• Source text
^^^^^^^^^^^^^^^^
By Mike R. Stewart, Mary E. Lindsay, and Nita Mistry, K&L Gates, London

A Privy Council case last year provided some important guidance on the provisions in the FIDIC Red Book in relation to Employer’s financial arrangements and claims.  Whatever your perspective might be, when negotiating or managing a contract based on the FIDIC Books, employers and contractors should be aware of the Privy Council’s findings in NH International (Caribbean) Ltd v National Insurance Property Development Company Ltd (Trinidad and Tobago) [2015] UKPC 37.

The Contract
National Insurance Property Development Company Ltd (Trinidad and Tobago), the Employer, employed NH International (Caribbean) Ltd, the Contractor, to construct a hospital in Tobago under a contract in the form of the FIDIC Red Book.
^^^^^^^^^^^^^^^^
• Dataset content

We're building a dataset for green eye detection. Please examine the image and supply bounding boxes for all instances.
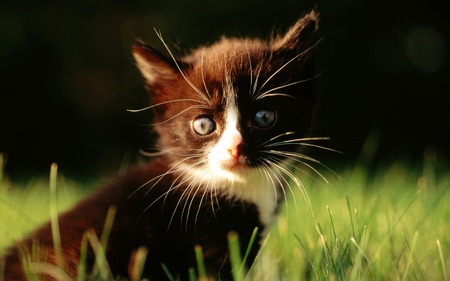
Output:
[192,116,216,136]
[253,109,277,129]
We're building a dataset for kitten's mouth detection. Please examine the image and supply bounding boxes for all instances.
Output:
[220,155,249,172]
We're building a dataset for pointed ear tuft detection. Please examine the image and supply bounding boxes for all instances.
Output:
[273,11,319,51]
[133,41,177,86]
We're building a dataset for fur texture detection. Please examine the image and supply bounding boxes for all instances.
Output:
[0,9,317,280]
^^^^^^^^^^^^^^^^
• List of tasks
• A. Shorten the paragraph of the article on the FIDIC Red Book case that begins "A Privy Council case last year" while keeping its main facts.
• B. Translate this sentence from the article on the FIDIC Red Book case into French: "National Insurance Property Development Company Ltd (Trinidad and Tobago), the Employer, employed NH International (Caribbean) Ltd, the Contractor, to construct a hospital in Tobago under a contract in the form of the FIDIC Red Book."
• C. Carry on writing the article on the FIDIC Red Book case from the point where it stops.
The listing plays no part in this work.

• Response list
• A. A Privy Council case last year, NH International (Caribbean) Ltd v National Insurance Property Development Company Ltd (Trinidad and Tobago) [2015] UKPC 37, gave important guidance on the FIDIC Red Book provisions on the Employer's financial arrangements and claims. Employers and contractors negotiating or managing FIDIC-based contracts should be aware of its findings.

• B. National Insurance Property Development Company Ltd (Trinidad and Tobago), le Maître de l'Ouvrage, a engagé NH International (Caribbean) Ltd, l'Entrepreneur, pour construire un hôpital à Tobago en vertu d'un contrat établi selon le modèle du Livre rouge de la FIDIC.

• C.
On 2 November 2006, the Contractor terminated the contract pursuant to Clause 16.2.  The Employer did not agree the termination was valid but the parties proceeded as if the contract had been terminated.  A number of issues arose during the Engineer’s assessment of the work to the date of termination and these matters, including the validity of the termination, were referred to arbitration.

The arbitrator’s decisions in relation to Clauses 2.4 and 2.5 and Clause 16.1 were later appealed first to the High Court and the Court of Appeal in Tobago and then to the Privy Council.